_TASK TO CARRY OUT_. With the pictures excluded, retype the records that follow exactly.

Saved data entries
----

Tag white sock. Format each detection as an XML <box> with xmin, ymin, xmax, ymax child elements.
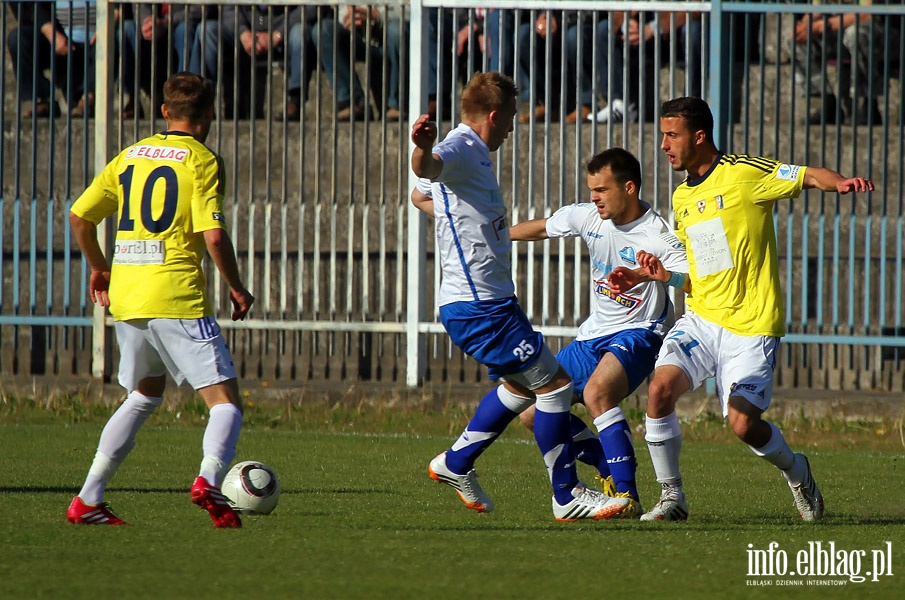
<box><xmin>645</xmin><ymin>412</ymin><xmax>683</xmax><ymax>488</ymax></box>
<box><xmin>200</xmin><ymin>403</ymin><xmax>242</xmax><ymax>486</ymax></box>
<box><xmin>79</xmin><ymin>390</ymin><xmax>162</xmax><ymax>505</ymax></box>
<box><xmin>749</xmin><ymin>422</ymin><xmax>805</xmax><ymax>485</ymax></box>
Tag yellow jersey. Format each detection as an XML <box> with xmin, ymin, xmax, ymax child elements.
<box><xmin>672</xmin><ymin>153</ymin><xmax>806</xmax><ymax>337</ymax></box>
<box><xmin>71</xmin><ymin>131</ymin><xmax>227</xmax><ymax>320</ymax></box>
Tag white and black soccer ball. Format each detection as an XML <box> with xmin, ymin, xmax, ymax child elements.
<box><xmin>221</xmin><ymin>461</ymin><xmax>281</xmax><ymax>515</ymax></box>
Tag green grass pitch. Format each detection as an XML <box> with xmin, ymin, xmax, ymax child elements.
<box><xmin>0</xmin><ymin>412</ymin><xmax>902</xmax><ymax>599</ymax></box>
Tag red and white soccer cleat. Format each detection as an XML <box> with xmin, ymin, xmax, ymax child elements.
<box><xmin>190</xmin><ymin>476</ymin><xmax>242</xmax><ymax>528</ymax></box>
<box><xmin>67</xmin><ymin>496</ymin><xmax>128</xmax><ymax>526</ymax></box>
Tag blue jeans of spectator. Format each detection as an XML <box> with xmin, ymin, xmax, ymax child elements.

----

_YOUR RESPONSE_.
Tag white sock. Format each detection as an XML <box> with xmin, ymin, xmax, ymax child elements.
<box><xmin>645</xmin><ymin>412</ymin><xmax>683</xmax><ymax>488</ymax></box>
<box><xmin>200</xmin><ymin>403</ymin><xmax>242</xmax><ymax>486</ymax></box>
<box><xmin>79</xmin><ymin>390</ymin><xmax>162</xmax><ymax>505</ymax></box>
<box><xmin>749</xmin><ymin>422</ymin><xmax>805</xmax><ymax>485</ymax></box>
Tag yellow jersey. Format each detection as an XML <box> with xmin, ymin, xmax, ymax child elements.
<box><xmin>672</xmin><ymin>153</ymin><xmax>806</xmax><ymax>337</ymax></box>
<box><xmin>71</xmin><ymin>131</ymin><xmax>227</xmax><ymax>320</ymax></box>
Tag white and black soccer ball. Format each detection as an XML <box> with xmin, ymin, xmax, ymax child elements.
<box><xmin>221</xmin><ymin>461</ymin><xmax>281</xmax><ymax>515</ymax></box>
Tag green grass pitch. Format each detection as an XML <box> with xmin, ymin, xmax, ymax child elements.
<box><xmin>0</xmin><ymin>412</ymin><xmax>902</xmax><ymax>599</ymax></box>
Tag red and white soccer cleat. Format each detection as an XML <box> with xmin, ymin, xmax, ymax child elements.
<box><xmin>190</xmin><ymin>476</ymin><xmax>242</xmax><ymax>528</ymax></box>
<box><xmin>67</xmin><ymin>496</ymin><xmax>128</xmax><ymax>526</ymax></box>
Tag blue jeans of spectator. Format each detection as an XML <box> with xmin, ymin, xmax, ymax child elements.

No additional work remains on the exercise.